[PROVIDED INFORMATION — start]

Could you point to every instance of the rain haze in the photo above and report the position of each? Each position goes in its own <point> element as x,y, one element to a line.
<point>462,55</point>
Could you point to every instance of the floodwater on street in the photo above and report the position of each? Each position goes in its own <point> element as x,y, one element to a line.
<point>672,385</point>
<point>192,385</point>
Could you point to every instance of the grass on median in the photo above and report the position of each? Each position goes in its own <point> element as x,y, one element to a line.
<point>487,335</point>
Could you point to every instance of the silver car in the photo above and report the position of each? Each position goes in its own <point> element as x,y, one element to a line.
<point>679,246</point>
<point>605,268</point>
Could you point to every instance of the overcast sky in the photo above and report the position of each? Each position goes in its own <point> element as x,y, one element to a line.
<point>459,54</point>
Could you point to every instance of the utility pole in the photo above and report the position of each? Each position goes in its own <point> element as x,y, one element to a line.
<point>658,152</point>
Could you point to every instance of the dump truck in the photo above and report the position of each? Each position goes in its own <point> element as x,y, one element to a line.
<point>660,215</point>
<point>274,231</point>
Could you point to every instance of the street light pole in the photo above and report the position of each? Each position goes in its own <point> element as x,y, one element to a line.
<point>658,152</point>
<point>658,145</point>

[PROVIDED INFORMATION — finish]

### INSTRUCTIONS TO FOLLOW:
Output the entries above in their entirety, exactly as written.

### YOUR SOLUTION:
Could you point to every instance of the rain haze in the photo above and report the position of each? Each position goes in its own <point> element as x,y, one element to a line.
<point>462,55</point>
Could you point to every instance of the floodwater on street in the photo above and report the position of each? Each position goes in its own <point> element as x,y, one element to a line.
<point>672,385</point>
<point>192,385</point>
Could you point to every instance of the grass on median in the photo above and report the position of each? Each position goes in its own <point> element as x,y, one element to a line.
<point>487,335</point>
Could you point to every instance of the silver car in the photo above and report the position of each? Each position goes in its own <point> element as x,y, one element to a line.
<point>679,246</point>
<point>605,268</point>
Could you point to every instance of the overcast sky in the photo above and report the position of each? Each position goes in its own <point> element as x,y, one element to a line.
<point>459,54</point>
Could you point to every instance of the utility pole in the photo above and report the position of each? Each position goes in its own <point> element as x,y, one element to a line.
<point>658,152</point>
Could you point to every instance of the dump truck in the photo above and report the position of each? Each position goes in its own <point> element as x,y, one element to a line.
<point>660,215</point>
<point>274,231</point>
Could you point to every instance of the street light pole in the photo above and report the position of each? Each position goes in its own <point> element as x,y, one element to a line.
<point>658,152</point>
<point>658,145</point>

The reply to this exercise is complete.